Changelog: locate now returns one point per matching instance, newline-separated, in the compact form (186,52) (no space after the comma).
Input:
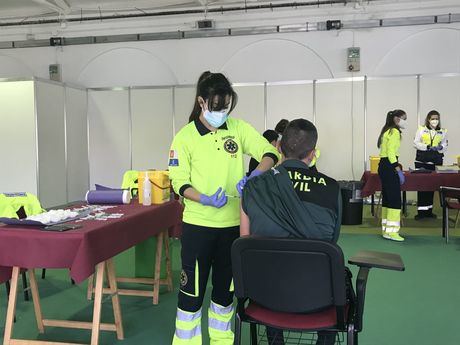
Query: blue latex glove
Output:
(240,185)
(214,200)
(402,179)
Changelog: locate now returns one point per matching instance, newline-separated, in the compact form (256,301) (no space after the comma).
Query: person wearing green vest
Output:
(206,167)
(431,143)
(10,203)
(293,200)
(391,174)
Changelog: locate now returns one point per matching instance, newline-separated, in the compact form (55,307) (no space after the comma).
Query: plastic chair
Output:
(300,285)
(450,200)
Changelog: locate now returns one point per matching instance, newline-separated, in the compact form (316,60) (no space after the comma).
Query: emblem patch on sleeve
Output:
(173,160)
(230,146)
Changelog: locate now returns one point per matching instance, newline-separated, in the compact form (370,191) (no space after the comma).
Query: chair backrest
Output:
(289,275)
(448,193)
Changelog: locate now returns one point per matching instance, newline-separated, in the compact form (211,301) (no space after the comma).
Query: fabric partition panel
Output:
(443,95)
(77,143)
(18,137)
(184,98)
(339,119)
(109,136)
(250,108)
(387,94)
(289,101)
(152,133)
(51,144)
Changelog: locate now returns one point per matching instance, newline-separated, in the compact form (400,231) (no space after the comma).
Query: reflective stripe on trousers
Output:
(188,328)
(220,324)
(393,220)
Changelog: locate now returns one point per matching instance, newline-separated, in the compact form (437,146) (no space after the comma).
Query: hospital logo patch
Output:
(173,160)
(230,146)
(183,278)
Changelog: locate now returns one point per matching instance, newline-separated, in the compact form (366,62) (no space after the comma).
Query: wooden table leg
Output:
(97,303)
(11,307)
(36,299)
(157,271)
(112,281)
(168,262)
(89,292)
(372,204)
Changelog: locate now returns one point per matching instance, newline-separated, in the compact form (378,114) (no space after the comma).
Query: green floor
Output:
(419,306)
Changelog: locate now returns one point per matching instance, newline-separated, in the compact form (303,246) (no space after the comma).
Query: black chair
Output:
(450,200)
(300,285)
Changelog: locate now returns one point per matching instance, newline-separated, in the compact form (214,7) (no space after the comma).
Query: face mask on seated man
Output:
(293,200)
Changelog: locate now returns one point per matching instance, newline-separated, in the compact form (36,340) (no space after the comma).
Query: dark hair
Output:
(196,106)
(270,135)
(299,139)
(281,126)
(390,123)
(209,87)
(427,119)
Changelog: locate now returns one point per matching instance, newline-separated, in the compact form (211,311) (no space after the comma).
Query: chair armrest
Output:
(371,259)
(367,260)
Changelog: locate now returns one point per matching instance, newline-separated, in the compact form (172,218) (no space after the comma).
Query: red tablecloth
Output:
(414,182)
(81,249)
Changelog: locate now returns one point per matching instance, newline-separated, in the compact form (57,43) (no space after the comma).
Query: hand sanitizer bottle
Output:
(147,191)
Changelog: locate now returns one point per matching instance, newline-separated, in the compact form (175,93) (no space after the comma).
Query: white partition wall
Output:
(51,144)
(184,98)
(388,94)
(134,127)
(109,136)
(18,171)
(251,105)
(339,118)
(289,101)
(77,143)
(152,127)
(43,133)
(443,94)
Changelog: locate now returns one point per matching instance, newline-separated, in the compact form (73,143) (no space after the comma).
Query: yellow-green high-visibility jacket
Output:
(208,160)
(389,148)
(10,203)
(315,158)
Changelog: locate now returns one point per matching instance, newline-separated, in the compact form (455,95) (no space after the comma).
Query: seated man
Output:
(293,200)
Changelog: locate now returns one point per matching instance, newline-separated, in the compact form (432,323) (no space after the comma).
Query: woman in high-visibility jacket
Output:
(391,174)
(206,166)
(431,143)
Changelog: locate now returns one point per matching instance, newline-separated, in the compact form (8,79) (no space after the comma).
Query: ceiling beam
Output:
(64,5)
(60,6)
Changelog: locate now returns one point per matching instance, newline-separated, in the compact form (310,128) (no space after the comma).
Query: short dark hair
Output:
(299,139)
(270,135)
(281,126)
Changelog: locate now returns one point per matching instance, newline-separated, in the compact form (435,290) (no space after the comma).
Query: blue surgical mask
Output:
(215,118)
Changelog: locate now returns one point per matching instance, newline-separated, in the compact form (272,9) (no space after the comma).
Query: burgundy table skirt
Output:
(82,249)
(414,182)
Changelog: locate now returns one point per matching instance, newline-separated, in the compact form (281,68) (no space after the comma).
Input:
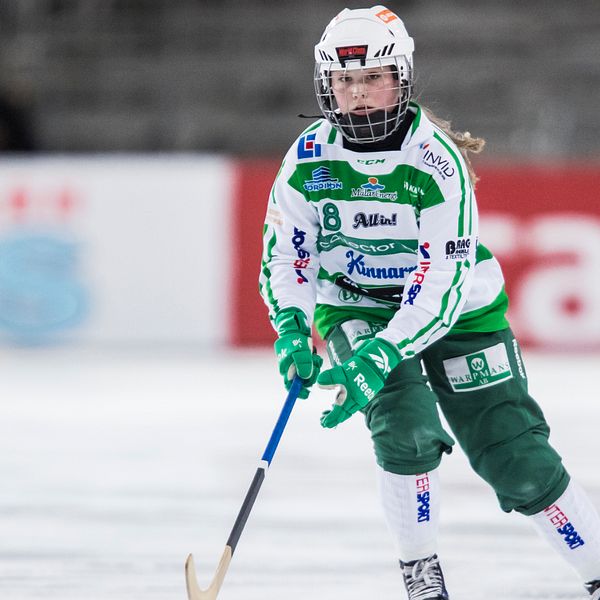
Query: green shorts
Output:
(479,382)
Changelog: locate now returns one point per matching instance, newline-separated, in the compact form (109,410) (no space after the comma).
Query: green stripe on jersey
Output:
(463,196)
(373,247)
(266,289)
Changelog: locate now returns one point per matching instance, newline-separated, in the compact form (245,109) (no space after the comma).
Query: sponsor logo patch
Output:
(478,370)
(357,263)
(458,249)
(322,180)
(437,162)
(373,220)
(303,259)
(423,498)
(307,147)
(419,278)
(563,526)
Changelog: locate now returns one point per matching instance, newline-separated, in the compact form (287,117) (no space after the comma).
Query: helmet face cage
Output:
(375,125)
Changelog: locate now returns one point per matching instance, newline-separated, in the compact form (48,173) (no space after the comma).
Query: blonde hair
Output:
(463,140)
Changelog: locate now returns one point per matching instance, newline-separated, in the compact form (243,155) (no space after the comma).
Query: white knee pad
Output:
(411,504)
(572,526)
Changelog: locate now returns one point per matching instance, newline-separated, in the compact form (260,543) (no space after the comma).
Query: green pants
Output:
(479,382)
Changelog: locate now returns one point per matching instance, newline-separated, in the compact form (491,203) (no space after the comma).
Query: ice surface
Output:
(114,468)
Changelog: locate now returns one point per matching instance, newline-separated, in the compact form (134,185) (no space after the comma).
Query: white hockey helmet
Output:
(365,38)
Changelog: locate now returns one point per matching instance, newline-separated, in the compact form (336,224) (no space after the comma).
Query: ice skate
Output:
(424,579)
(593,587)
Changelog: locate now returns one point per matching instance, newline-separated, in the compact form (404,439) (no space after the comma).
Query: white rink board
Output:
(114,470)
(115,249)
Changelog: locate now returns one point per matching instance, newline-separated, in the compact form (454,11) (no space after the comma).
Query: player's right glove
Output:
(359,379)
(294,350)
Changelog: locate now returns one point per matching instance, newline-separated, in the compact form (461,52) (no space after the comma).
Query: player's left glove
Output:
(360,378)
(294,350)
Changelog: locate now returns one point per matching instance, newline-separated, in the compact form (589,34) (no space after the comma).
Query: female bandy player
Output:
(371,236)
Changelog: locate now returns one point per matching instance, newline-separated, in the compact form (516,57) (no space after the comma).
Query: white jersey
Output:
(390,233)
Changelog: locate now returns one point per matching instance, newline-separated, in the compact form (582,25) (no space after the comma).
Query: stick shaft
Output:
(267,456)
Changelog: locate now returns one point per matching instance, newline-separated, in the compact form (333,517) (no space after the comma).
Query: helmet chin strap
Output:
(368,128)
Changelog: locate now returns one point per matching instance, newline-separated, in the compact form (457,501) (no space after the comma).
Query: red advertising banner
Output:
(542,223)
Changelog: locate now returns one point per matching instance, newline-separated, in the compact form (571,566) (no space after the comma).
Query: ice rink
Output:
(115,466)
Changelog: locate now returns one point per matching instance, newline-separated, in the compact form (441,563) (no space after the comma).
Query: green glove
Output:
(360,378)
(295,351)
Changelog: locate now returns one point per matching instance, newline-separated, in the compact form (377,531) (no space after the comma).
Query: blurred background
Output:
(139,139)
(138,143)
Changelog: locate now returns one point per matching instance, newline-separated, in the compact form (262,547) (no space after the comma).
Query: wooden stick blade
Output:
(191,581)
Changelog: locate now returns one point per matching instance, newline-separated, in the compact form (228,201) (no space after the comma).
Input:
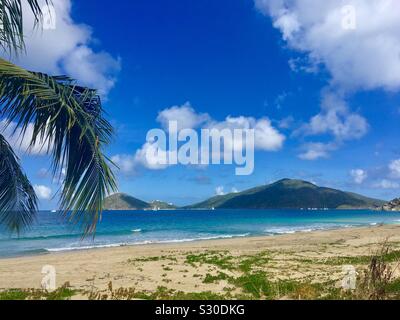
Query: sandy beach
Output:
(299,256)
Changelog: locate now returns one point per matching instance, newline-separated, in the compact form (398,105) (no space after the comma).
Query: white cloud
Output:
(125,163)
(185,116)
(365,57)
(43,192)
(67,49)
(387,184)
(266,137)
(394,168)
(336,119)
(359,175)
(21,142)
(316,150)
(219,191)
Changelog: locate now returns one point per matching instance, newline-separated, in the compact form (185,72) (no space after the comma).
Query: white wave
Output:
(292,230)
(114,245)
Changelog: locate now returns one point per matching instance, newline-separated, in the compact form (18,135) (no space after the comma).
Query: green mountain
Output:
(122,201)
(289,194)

..........

* Exercise aim:
The answer must be an exact copy of the lines above, from the start of the records through the line with "Query: plastic chair", and of nothing else; no pictures belong in it.

* Expected answer:
Changelog: locate now returns one point per matching instance, newline-separated, in the compact form (186,52) (no space after the comma).
Input:
Query: blue latex glove
Output:
(240,185)
(214,200)
(402,179)
Changelog: locate now returns one point per matching instance, newline-separated, in the compact form (256,301) (no space after the comma).
Query: person wearing green vest
Output:
(206,167)
(431,143)
(10,203)
(293,200)
(391,174)
Changelog: locate now returns one point per matching instance, newline-separated, in the compact form (55,307) (no space after the comma).
Query: plastic chair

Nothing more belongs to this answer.